• **EXTRACTED RECORDS**
----------
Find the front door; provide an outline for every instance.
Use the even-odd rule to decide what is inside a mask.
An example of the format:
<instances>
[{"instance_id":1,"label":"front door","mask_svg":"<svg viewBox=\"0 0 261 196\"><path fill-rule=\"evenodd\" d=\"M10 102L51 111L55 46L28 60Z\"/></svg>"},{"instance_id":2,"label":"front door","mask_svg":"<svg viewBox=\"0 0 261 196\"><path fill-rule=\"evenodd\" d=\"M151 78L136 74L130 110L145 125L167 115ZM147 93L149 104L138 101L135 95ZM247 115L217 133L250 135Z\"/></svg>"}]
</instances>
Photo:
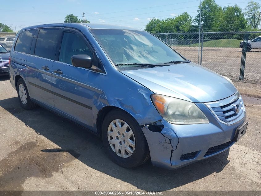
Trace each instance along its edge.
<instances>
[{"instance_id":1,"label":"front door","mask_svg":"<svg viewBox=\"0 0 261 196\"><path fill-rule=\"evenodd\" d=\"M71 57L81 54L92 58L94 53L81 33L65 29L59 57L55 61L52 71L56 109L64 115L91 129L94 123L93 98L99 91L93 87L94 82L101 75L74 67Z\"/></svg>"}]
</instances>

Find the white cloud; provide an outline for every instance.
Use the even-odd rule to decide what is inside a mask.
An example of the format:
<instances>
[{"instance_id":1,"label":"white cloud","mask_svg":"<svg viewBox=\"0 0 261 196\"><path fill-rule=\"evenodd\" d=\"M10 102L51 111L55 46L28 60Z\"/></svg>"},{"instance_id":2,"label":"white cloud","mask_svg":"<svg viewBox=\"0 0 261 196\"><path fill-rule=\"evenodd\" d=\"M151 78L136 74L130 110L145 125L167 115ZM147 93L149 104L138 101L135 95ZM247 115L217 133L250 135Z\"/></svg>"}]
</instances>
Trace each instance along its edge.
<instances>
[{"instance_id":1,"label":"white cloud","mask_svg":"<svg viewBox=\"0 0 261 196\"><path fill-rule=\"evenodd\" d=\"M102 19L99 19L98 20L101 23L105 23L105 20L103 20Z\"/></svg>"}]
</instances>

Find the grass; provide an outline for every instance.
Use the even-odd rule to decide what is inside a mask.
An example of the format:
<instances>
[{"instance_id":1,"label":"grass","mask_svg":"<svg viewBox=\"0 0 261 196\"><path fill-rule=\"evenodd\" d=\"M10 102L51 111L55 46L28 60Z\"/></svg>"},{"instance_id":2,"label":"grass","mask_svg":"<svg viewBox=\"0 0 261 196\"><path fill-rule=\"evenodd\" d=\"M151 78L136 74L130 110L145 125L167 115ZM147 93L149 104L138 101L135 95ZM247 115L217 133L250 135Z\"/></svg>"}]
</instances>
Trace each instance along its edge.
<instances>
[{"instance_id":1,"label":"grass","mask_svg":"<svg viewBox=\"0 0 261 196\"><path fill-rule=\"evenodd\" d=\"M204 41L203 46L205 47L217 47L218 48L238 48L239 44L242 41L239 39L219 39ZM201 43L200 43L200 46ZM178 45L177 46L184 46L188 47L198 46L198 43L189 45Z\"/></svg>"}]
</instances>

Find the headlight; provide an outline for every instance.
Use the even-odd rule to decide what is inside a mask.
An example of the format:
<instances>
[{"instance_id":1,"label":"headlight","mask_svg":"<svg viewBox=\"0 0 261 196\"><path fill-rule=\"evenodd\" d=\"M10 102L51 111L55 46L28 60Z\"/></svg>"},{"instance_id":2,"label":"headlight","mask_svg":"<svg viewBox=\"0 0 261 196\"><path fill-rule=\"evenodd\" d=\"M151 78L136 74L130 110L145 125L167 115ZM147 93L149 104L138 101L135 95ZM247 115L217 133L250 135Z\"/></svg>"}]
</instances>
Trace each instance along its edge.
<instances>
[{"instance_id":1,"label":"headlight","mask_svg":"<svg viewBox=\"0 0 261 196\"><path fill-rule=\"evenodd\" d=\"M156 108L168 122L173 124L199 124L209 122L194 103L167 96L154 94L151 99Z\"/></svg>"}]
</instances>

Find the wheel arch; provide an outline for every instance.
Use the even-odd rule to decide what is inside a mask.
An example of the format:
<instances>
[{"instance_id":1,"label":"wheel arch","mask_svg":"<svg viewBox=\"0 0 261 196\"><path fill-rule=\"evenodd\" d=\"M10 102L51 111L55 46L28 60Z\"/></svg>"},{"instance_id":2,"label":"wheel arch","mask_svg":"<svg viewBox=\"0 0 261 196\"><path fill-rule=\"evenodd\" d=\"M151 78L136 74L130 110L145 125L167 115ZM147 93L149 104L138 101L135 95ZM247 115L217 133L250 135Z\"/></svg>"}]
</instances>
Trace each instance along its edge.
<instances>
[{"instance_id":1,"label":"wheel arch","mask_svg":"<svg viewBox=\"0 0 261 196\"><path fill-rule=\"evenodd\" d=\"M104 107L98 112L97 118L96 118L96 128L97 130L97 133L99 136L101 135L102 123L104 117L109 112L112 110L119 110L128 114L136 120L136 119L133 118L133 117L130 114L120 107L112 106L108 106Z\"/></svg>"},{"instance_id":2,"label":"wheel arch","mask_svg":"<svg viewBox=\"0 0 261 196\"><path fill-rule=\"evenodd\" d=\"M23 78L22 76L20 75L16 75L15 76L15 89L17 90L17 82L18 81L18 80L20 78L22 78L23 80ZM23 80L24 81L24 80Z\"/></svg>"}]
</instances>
----------
Transcribe all the records above word for word, without their images.

• **RESULT**
Find the front door; provide an outline for every instance.
Use the even-odd rule to decide what is inside a mask.
An example of the format:
<instances>
[{"instance_id":1,"label":"front door","mask_svg":"<svg viewBox=\"0 0 261 196\"><path fill-rule=\"evenodd\" d=\"M10 102L51 111L55 46L28 60Z\"/></svg>"},{"instance_id":2,"label":"front door","mask_svg":"<svg viewBox=\"0 0 261 196\"><path fill-rule=\"evenodd\" d=\"M151 78L136 74L130 110L145 125L167 115ZM147 93L149 104L138 101L135 95ZM247 115L217 133L250 135Z\"/></svg>"}]
</instances>
Photo:
Trace each instance along its edge.
<instances>
[{"instance_id":1,"label":"front door","mask_svg":"<svg viewBox=\"0 0 261 196\"><path fill-rule=\"evenodd\" d=\"M71 57L81 54L92 58L94 53L81 33L65 29L59 57L55 61L52 71L56 109L64 115L91 129L94 123L93 98L99 91L93 87L94 82L101 75L74 67Z\"/></svg>"}]
</instances>

Find the white cloud; provide an outline for every instance.
Use the even-odd rule to decide what is inside a mask.
An example of the format:
<instances>
[{"instance_id":1,"label":"white cloud","mask_svg":"<svg viewBox=\"0 0 261 196\"><path fill-rule=\"evenodd\" d=\"M10 102L51 111L55 46L28 60Z\"/></svg>"},{"instance_id":2,"label":"white cloud","mask_svg":"<svg viewBox=\"0 0 261 196\"><path fill-rule=\"evenodd\" d=\"M151 78L136 74L130 110L145 125L167 115ZM147 93L149 104L138 101L135 95ZM247 115L217 133L250 135Z\"/></svg>"}]
</instances>
Trace each instance along its edge.
<instances>
[{"instance_id":1,"label":"white cloud","mask_svg":"<svg viewBox=\"0 0 261 196\"><path fill-rule=\"evenodd\" d=\"M102 19L99 19L98 20L101 23L105 23L105 20L103 20Z\"/></svg>"}]
</instances>

Find the grass; provide an outline for every instance.
Use the even-odd rule to decide what is inside a mask.
An example of the format:
<instances>
[{"instance_id":1,"label":"grass","mask_svg":"<svg viewBox=\"0 0 261 196\"><path fill-rule=\"evenodd\" d=\"M10 102L51 111L55 46L28 60Z\"/></svg>"},{"instance_id":2,"label":"grass","mask_svg":"<svg viewBox=\"0 0 261 196\"><path fill-rule=\"evenodd\" d=\"M151 78L136 74L130 110L145 125L167 115ZM147 93L149 104L138 101L135 95ZM247 115L217 133L250 135Z\"/></svg>"}]
</instances>
Trace each instance along its edge.
<instances>
[{"instance_id":1,"label":"grass","mask_svg":"<svg viewBox=\"0 0 261 196\"><path fill-rule=\"evenodd\" d=\"M204 41L203 46L205 47L217 47L218 48L238 48L239 44L242 41L239 39L219 39ZM201 43L200 43L200 46ZM178 45L177 46L184 46L188 47L198 46L198 43L189 45Z\"/></svg>"}]
</instances>

Find the headlight; provide an outline for every instance.
Use the even-odd rule to decide what is inside a mask.
An example of the format:
<instances>
[{"instance_id":1,"label":"headlight","mask_svg":"<svg viewBox=\"0 0 261 196\"><path fill-rule=\"evenodd\" d=\"M10 102L51 111L55 46L28 60Z\"/></svg>"},{"instance_id":2,"label":"headlight","mask_svg":"<svg viewBox=\"0 0 261 196\"><path fill-rule=\"evenodd\" d=\"M151 78L136 74L130 110L145 125L167 115ZM147 93L149 104L138 101L135 95ZM247 115L217 133L250 135Z\"/></svg>"}]
</instances>
Trace each instance along its edge.
<instances>
[{"instance_id":1,"label":"headlight","mask_svg":"<svg viewBox=\"0 0 261 196\"><path fill-rule=\"evenodd\" d=\"M156 108L168 122L173 124L199 124L209 122L194 103L167 96L154 94L151 99Z\"/></svg>"}]
</instances>

Find the wheel arch; provide an outline for every instance.
Use the even-odd rule to decide what is inside a mask.
An example of the format:
<instances>
[{"instance_id":1,"label":"wheel arch","mask_svg":"<svg viewBox=\"0 0 261 196\"><path fill-rule=\"evenodd\" d=\"M10 102L51 111L55 46L28 60Z\"/></svg>"},{"instance_id":2,"label":"wheel arch","mask_svg":"<svg viewBox=\"0 0 261 196\"><path fill-rule=\"evenodd\" d=\"M151 78L136 74L130 110L145 125L167 115ZM147 93L149 104L138 101L135 95ZM247 115L217 133L250 135Z\"/></svg>"}]
</instances>
Trace each instance along its edge.
<instances>
[{"instance_id":1,"label":"wheel arch","mask_svg":"<svg viewBox=\"0 0 261 196\"><path fill-rule=\"evenodd\" d=\"M104 107L98 112L97 118L96 118L96 128L97 130L97 133L99 136L101 135L102 123L104 117L109 112L112 110L119 110L128 114L136 120L136 119L133 118L133 117L130 114L120 107L112 106L108 106Z\"/></svg>"},{"instance_id":2,"label":"wheel arch","mask_svg":"<svg viewBox=\"0 0 261 196\"><path fill-rule=\"evenodd\" d=\"M23 78L22 76L20 75L16 75L15 76L15 89L17 90L17 82L18 81L18 80L20 78L22 78L23 80ZM23 80L24 81L24 80Z\"/></svg>"}]
</instances>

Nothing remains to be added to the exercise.